Just Like That: A personal Shalimar Bagh in Delhi’s spring
What is amazing is that Ghulam Nabi Azad pursued his enduring romance with nature throughout his exceptionally demanding and successful political career
Ghulam Nabi Azad (76) and I have been friends for many years, and for a while were also in the Rajya Sabha together, where he was the Leader of the Opposition (LoP). Recently, he invited my wife and I to come for tea to see his garden in full glory in the brief Delhi spring.

The garden was, indeed, a riot of colours that left the viewer mesmerised. Clearly, it was one of the great joys of his life, a labour of love. Salvias, pansies, candytufts, hollyhocks, antirrhinum, calendulas, petunias, roses, dahlias — any flower you can think of — could be seen in rhapsodical abundance. Photography being another of his hobbies, he took dozens of photographs of us to best capture the garden’s beauty.
Gardening is not a new passion for this political veteran. In the 1990s, when a leading newspaper asked him what he would have done if had not become a politician, he answered without a moment’s hesitation: a mali (gardener). What is amazing is that he pursued this enduring romance with nature throughout his exceptionally demanding and successful political career. One proof of this is that, although he occupied posts that entitled him to much bigger government houses, he refused to shift, in order to remain loyal to his garden in South Avenue Lane.

§ **What is asked**
1: In the column about Ghulam Nabi Azad's garden, what did Azad tell a newspaper he would have been if he had not become a politician?
2: Rewrite the column about Ghulam Nabi Azad's garden, starting at "Just Like That: A" and ending at "brief Delhi spring.", with "tea" changed to "lunch".
3: Carry on the column about Ghulam Nabi Azad's garden from the point where it stops.

§ **Source excerpt**
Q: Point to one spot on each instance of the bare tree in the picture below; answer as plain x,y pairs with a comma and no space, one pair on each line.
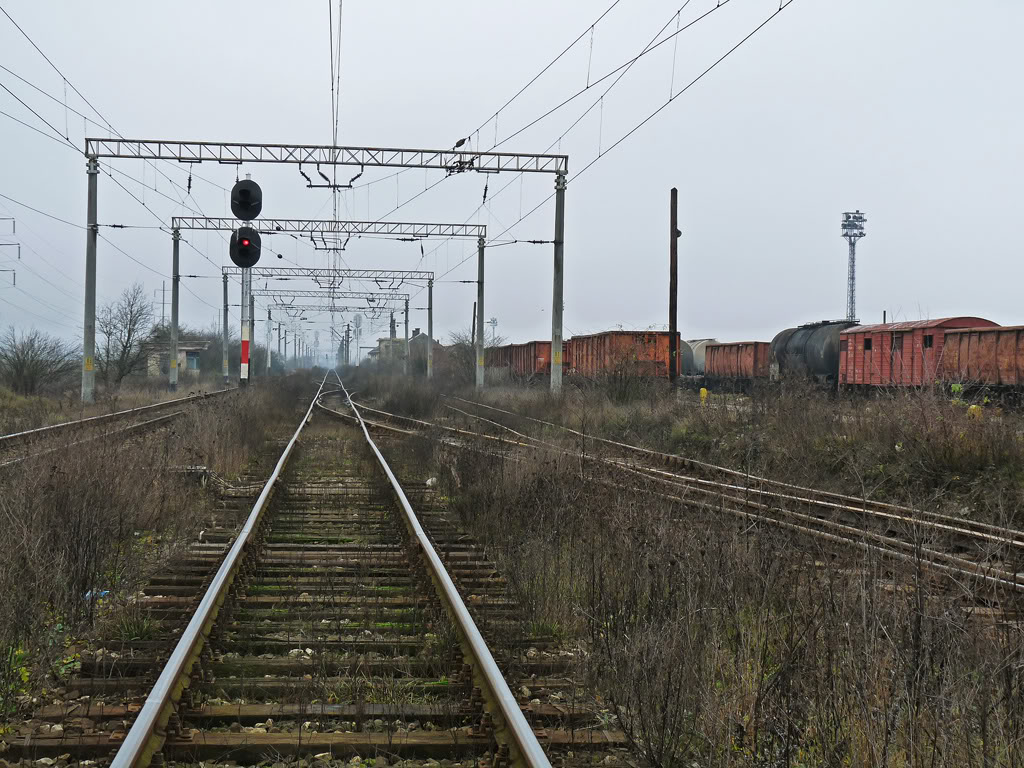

§ **Task answers**
1: A mali (gardener).

2:
Just Like That: A personal Shalimar Bagh in Delhi’s spring
What is amazing is that Ghulam Nabi Azad pursued his enduring romance with nature throughout his exceptionally demanding and successful political career
Ghulam Nabi Azad (76) and I have been friends for many years, and for a while were also in the Rajya Sabha together, where he was the Leader of the Opposition (LoP). Recently, he invited my wife and I to come for lunch to see his garden in full glory in the brief Delhi spring.

3:
Where he lives now can best be described as a lawn with a house attached. The house itself is modest; when it was allotted to Ghulam Nabi in 1999 an additional secretary in the government was its earlier occupant. The large lawn was then literally a jungle with not even a boundary wall. Painstakingly, and over several years, Ghulam Nabi converted it into his personal Shalimar Bagh. Since then, he was minister of health, parliamentary affairs, civil aviation, and urban development, where he could pick almost any bungalow of his choice on the most prized boulevards of New Delhi. But he refused to move, and did not do so even as LoP in the Rajya Sabha from 2014 to 2022, for how could he betray the garden that had given him so much joy?
For many, such an attraction could be called irrational. But Ghulam Nabi’s love for gardening began at the age of three, when he would hold the corner of his grandmother (dadi)’s phirhan, and accompany her after the snow had receded, to plant vegetables and flowers in their small patch of land in a village in Jammu. This childhood love continued through college, when he converted his college lawns in Jammu into a garden. It was vividly in evidence too in the homes at Rajaji Marg and Akbar Road, his residences before 1999, where at his Eid and Diwali get togethers, leaders across the political spectrum would congregate.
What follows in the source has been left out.